▶ **本文**:
□ □ □ □ □
起源の見方は本質的に目的論的である。"いかに"ではなく"何故"に関わる。科学者たちは長きにわたって目的論を正統なものと見なしてこなかった。しかし、目的論なしに起源の見方はありえない。
CalvertやPhillip Johnsonの主張が神なしに成り立たないのに対して、こっちは神様がいなくても成り立つ論になっている。「現在の構造を未来の目的によって説明する目的論」というのも明瞭だ。

Kheper website

たまたま、Kheper website: Theleologyというページに"Theistic (Dualistic) Teleology"という項目があるのを見つけた:
Monotheistic Creationism, which holds the existence of an external deity who has designed the world, represents Dualistic Teleology. In Christian theology, teleology represents a basic argument for the existence of God, in that the order and efficiency of the natural world seem not to be accidental. If the world design is intelligent, an ultimate Designer must exist. This is the so-called argument by design that was used by theologians right up until Darwin's day. The teleological argument for the existence of God holds that order in the world could not be accidental and that since there is design there must be a designer. e.g. if you see a watch lying in the sand you assume someone built it (in a factory, say) because it is inconceivable that such a complex structure could arise by chance. Similarily it is argued that complex things like living beings could not have possibly arisen through chance.

世界をデザインした外部の神の存在を考える一神教の創造論は、二元論的目的論を代表する。キリスト教の目的論は、自然界の秩序と効率が偶然とは考えられないから神が存在するという基本的な論の代表例である。もし世界のデザインがインテリジェントであれば、究極のデザイナーが存在するはずだ。これはデザイン論と呼ばれ、ダーウィンの時代まで神学者たちに使われた。神の存在について神学論とは、世界の秩序が偶然でありえず、デザインが存在するからデザイナーが存在するというもの。たとえば、あなたが時計が砂の上にあるのを見たら、あなたはそのような複雑な構造が偶然に出来上がるとは考えられないので、誰かがそれを工場で作ったと仮定する。同様に、生物のような複雑なものは、おそらく偶然では出来上がらないと論じる。
□ □ □ □ □
▶ **提供資料**:

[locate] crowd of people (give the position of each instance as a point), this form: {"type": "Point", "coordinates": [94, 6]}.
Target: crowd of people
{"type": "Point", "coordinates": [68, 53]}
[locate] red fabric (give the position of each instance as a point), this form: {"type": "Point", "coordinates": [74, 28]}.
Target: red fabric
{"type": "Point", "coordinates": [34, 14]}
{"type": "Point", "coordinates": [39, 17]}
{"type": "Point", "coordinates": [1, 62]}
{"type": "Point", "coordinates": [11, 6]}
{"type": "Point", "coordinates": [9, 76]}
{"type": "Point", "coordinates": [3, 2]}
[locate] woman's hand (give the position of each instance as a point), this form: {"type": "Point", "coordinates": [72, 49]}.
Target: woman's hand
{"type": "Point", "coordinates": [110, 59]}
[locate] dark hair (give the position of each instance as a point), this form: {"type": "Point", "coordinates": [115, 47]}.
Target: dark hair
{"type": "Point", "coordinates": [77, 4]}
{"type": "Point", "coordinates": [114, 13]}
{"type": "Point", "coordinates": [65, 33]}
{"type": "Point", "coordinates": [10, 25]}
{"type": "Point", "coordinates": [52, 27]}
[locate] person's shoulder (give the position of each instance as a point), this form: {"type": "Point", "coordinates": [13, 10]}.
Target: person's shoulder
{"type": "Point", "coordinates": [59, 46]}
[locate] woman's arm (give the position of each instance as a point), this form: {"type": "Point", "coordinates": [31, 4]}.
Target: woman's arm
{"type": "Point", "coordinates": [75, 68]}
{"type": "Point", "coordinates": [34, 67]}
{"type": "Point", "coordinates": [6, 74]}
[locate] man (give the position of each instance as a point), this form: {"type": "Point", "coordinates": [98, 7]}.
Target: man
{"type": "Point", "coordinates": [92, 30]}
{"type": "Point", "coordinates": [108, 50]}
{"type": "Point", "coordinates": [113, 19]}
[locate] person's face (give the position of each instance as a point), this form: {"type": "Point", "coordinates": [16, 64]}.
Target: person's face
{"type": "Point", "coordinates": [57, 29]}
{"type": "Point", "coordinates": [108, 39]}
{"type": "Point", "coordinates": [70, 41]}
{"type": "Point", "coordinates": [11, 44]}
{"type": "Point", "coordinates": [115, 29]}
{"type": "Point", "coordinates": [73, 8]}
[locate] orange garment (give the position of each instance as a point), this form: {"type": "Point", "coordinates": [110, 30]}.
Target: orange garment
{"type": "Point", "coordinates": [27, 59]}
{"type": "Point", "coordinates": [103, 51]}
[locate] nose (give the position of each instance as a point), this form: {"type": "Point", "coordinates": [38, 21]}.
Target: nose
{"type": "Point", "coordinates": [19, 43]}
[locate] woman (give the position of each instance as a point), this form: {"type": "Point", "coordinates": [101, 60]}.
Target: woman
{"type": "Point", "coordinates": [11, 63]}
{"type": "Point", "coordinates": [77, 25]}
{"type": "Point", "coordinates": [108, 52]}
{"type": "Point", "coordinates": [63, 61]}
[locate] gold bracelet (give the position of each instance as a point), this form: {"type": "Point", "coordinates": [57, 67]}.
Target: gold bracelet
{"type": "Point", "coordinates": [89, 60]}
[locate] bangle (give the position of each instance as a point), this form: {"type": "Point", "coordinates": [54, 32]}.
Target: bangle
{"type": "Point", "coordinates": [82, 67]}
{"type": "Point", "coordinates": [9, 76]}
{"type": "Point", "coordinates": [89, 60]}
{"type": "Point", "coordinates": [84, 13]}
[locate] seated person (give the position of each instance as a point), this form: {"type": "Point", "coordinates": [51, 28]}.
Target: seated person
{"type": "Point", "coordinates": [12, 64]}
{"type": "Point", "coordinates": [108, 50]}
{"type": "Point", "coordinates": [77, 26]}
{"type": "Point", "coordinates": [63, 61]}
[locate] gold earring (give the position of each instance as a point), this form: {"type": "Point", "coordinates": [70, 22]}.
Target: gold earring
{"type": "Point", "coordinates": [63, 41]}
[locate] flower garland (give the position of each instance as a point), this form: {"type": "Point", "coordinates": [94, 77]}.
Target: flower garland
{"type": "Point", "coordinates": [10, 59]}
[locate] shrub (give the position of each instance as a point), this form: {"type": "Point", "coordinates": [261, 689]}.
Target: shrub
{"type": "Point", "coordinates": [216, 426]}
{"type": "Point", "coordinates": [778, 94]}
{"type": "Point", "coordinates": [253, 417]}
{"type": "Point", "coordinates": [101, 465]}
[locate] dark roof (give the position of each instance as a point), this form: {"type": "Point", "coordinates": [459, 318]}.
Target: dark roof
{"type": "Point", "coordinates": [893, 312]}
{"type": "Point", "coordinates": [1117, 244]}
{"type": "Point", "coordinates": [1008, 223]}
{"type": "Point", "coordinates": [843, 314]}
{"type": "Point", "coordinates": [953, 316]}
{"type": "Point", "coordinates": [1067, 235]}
□ □ □ □ □
▶ **短い課題 1**:
本文の時計の例で、砂の上に時計があるのを見た人が、誰かがそれを工場で作ったと仮定するのはなぜですか。一〜三文で説明してください。
▶ **短い課題 2**:
次の(a)〜(c)が本文の内容と合っているかを、それぞれ「はい」か「いいえ」で答えてください。判断の根拠となる本文の言葉もそのまま引用してください。
(a) 科学者たちは長いあいだ目的論を正統なものと見なしてきた。
(b) デザイン論はダーウィンの時代まで神学者たちに使われた。
(c) CalvertやPhillip Johnsonの主張は神なしでも成り立つ。
▶ **短い課題 3**:
本文の「起源の見方は本質的に目的論的」から「る目的論」というのも明瞭だ。」まで（「る目的論」というのも明瞭だ。」を含む）を、「起源の見方」を「起源についての見解」に置き換えて書き直してください。
提供資料は本文とは関係のない別の資料です。

▶ **課題の解答 1**:
そのような複雑な構造が偶然に出来上がるとは考えられないからです。

▶ **課題の解答 2**:
(a) いいえ。「科学者たちは長きにわたって目的論を正統なものと見なしてこなかった。」
(b) はい。「これはデザイン論と呼ばれ、ダーウィンの時代まで神学者たちに使われた。」
(c) いいえ。「CalvertやPhillip Johnsonの主張が神なしに成り立たないのに対して」

▶ **課題の解答 3**:
起源についての見解は本質的に目的論的である。"いかに"ではなく"何故"に関わる。科学者たちは長きにわたって目的論を正統なものと見なしてこなかった。しかし、目的論なしに起源についての見解はありえない。
CalvertやPhillip Johnsonの主張が神なしに成り立たないのに対して、こっちは神様がいなくても成り立つ論になっている。「現在の構造を未来の目的によって説明する目的論」というのも明瞭だ。